Curlers are as diverse, as a group of athletes can be. The game’s origin in 16th century
Scotland included sport, drink, and revelry — triplets never to be parted — these tenets of the
game remain. It is accessible to anyone who enjoys sportsmanlike competition and the endless
debates that flow along with the obligatory beverages after each game. The sport requires
considerable athletic strength and coordination masterminded by the mental acuity to read the
ice, stones, and minds.
“This side has a run, so we need soft take-out, or it will fall.” the Skip advises. Sitting in
the hack, I envision the invisible slope creating the run on the path I am about to propel the
granite down. I have a nano-second to calibrate this shot. Concentrate. Inhale…, exhale…, push
out on the broom, apply the turn, release clean, hope for the precise weight.
“Right up the pipe!” cheers the Skip. I deliver on almost all counts.
“Sweep! Sweep! Sweep!” the Skip yells from the house. Sweepers plunge their brooms
onto the ice in front of the rock and summon every ounce of strength, energy, and will, down
through the broom and onto the frozen runway. A Saskatchewan High Hard One requires they
keep pace with a piece of granite going feet per second; heads down, leaning precariously on
their broom, they propel themselves over sheer ice.

STORED RECORDS>

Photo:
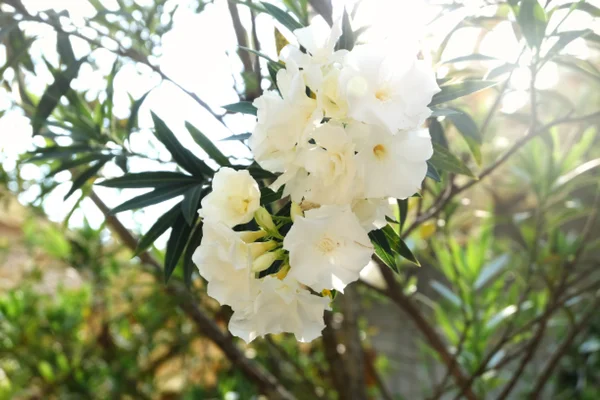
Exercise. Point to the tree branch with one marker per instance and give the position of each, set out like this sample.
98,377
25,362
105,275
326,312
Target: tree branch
266,382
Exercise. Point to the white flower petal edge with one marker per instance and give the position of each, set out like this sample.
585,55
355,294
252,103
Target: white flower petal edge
224,260
280,306
391,89
394,165
328,248
234,198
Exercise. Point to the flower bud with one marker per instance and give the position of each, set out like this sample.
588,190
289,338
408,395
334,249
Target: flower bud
252,236
258,249
264,220
266,260
296,211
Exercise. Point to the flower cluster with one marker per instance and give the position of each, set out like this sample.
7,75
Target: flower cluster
345,133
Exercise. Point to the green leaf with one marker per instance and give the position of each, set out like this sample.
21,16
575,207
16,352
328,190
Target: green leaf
403,211
68,164
446,293
161,225
241,137
383,250
85,176
135,108
532,19
443,160
267,196
259,54
52,95
191,202
180,154
283,17
208,146
190,248
457,90
442,112
398,246
156,196
469,130
243,107
471,57
176,244
150,179
64,48
564,38
432,172
347,40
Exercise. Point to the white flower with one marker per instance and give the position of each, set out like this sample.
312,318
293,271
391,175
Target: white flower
325,172
319,40
328,248
388,86
393,165
234,198
283,122
280,306
225,261
372,212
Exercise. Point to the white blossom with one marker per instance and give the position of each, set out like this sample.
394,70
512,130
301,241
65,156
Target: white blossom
324,172
280,306
372,212
388,86
283,121
393,165
328,248
319,40
234,198
225,261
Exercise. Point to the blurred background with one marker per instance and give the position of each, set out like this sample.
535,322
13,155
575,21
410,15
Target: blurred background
504,304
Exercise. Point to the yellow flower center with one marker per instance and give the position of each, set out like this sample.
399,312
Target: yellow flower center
379,151
327,245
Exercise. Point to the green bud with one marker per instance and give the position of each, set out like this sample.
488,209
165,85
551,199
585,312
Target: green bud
264,220
266,260
296,211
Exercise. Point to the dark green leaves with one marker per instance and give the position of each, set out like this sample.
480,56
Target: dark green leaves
281,16
456,90
532,19
180,154
176,244
160,226
191,202
207,145
150,179
443,160
158,195
347,39
85,176
243,107
389,247
50,98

WHAT IS EXPECTED>
Using the curling passage, decide whether each statement agrees with it: (a) The game began in 16th century Scotland. (b) The Skip calls for a hard take-out. (c) The Skip yells "Sweep!" from the hack. For each, answer yes or no and quote the words that settle it. The lines play no part in this.

SOLUTION TO THE PROBLEM>
(a) Yes: "origin in 16th century Scotland"
(b) No: "so we need soft take-out"
(c) No: "the Skip yells from the house"